*What the task asks:*
Output only the line that contains "the solar cell" and the lines after it, all verbatim, through the last one below.

*Provided records:*
-- -- --

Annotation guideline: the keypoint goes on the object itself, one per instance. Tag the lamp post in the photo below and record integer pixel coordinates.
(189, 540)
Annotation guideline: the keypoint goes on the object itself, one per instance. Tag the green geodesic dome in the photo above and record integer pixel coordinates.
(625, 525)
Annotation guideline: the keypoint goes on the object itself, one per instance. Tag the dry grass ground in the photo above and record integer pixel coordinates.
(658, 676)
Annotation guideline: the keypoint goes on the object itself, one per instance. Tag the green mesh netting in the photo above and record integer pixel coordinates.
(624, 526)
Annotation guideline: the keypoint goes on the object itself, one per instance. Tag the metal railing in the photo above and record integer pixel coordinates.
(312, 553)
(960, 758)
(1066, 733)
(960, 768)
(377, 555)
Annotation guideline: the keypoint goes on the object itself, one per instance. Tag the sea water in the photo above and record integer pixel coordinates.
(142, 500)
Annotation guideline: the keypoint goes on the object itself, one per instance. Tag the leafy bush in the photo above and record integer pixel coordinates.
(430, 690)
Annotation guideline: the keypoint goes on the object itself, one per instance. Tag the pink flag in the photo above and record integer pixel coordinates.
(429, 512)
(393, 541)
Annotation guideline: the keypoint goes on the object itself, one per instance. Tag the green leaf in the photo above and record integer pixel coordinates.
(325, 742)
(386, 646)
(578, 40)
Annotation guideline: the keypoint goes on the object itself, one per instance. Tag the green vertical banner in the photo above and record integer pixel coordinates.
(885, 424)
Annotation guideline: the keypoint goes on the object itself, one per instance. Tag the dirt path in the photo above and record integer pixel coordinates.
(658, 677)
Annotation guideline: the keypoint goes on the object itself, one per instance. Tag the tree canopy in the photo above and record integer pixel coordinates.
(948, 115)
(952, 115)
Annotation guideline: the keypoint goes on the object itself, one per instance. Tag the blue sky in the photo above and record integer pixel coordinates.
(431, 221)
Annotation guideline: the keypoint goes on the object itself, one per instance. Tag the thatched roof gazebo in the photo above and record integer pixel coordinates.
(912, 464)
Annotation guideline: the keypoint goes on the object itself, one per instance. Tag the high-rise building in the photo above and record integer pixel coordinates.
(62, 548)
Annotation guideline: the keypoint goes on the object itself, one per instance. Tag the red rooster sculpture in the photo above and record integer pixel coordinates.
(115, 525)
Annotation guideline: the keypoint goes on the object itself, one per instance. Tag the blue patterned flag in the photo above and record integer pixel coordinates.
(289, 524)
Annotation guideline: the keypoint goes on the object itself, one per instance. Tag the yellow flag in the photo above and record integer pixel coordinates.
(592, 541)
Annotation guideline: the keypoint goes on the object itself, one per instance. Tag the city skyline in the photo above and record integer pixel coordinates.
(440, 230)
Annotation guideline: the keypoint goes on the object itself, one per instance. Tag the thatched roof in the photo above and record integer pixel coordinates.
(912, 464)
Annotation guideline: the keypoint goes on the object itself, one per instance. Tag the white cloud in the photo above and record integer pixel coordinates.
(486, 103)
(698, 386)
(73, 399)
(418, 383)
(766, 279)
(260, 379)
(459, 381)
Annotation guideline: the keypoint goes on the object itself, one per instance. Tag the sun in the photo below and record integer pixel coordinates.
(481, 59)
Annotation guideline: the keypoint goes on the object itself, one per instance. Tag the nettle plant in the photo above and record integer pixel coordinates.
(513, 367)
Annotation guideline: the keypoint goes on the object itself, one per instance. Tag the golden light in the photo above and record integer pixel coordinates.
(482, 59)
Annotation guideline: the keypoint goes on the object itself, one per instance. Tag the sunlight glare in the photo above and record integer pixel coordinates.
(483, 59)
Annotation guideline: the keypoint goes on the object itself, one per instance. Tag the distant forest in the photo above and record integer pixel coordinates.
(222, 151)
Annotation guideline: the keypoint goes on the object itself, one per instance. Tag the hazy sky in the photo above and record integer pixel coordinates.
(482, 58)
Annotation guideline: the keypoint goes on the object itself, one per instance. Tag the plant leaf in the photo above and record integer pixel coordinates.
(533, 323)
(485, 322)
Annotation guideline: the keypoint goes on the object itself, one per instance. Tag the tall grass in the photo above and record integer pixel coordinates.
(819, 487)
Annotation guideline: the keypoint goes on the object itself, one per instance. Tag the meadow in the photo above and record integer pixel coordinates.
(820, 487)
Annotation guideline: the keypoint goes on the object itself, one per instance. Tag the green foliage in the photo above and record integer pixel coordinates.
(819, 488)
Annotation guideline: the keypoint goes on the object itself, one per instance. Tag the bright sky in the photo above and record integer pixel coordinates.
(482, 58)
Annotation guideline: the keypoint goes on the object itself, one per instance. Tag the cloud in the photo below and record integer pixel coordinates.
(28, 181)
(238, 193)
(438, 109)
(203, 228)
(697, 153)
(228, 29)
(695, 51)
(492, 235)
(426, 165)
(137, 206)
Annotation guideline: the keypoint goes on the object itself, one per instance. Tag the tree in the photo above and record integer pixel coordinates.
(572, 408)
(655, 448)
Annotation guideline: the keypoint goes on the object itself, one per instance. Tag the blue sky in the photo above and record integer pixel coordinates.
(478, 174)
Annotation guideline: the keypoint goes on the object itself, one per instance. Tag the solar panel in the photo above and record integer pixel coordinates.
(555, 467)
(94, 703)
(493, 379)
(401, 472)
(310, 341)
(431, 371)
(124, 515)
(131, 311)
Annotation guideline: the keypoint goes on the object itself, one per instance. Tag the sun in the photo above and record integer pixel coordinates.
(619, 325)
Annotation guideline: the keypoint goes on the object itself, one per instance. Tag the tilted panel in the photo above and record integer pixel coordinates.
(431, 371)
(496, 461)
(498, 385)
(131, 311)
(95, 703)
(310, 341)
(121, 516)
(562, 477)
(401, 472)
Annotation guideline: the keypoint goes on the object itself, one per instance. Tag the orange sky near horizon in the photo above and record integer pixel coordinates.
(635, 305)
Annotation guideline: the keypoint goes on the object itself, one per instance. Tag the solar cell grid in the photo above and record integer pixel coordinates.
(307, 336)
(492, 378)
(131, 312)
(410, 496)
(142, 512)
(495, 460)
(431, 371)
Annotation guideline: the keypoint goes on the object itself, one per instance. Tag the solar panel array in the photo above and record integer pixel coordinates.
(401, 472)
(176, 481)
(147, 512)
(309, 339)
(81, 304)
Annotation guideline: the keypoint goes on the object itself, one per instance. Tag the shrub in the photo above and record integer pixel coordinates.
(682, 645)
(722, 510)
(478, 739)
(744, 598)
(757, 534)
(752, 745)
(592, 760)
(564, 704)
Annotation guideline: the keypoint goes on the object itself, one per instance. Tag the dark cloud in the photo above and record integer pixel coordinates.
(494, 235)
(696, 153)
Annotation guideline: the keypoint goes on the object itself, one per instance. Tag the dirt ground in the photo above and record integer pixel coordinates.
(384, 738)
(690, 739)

-- -- --

*Final answer:*
Annotation guideline: the keypoint goes on the object itself, one per instance. Tag the solar cell grid in the photo above and record integer pixel coordinates.
(307, 336)
(492, 378)
(131, 312)
(410, 496)
(142, 512)
(495, 460)
(431, 371)
Annotation guideline: the keypoint goes on the object itself, one per instance. Tag the solar panel array in the photo above and record integer pixel coordinates.
(401, 472)
(176, 481)
(147, 512)
(309, 339)
(81, 304)
Annotation guideline: the keypoint goes on the object itself, one per instance. Tag the shrub in the photo above and record integer pixel coordinates.
(682, 645)
(722, 510)
(478, 739)
(744, 598)
(757, 534)
(752, 745)
(592, 760)
(564, 704)
Annotation guideline: the keypoint goes on the object itself, one per instance. Tag the dark cloud in the photo above and record integer pixel coordinates.
(494, 235)
(696, 153)
Annotation guideline: the keypoint goes on the object itself, one per instance. Tag the dirt ground in the photo above and record integer pixel coordinates.
(384, 738)
(690, 739)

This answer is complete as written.